* EXERCISE INSTRUCTIONS
Return, from the lines below, each one that includes the word "Where".

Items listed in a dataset
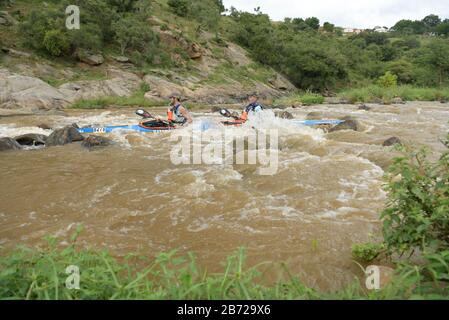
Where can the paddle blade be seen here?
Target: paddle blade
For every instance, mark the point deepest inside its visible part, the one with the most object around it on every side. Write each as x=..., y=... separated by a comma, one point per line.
x=144, y=114
x=225, y=113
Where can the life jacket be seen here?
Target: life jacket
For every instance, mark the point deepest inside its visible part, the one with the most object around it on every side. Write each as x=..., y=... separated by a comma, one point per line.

* TASK RESPONSE
Where can the paddle blade be seen here?
Where can the life jacket be seen here?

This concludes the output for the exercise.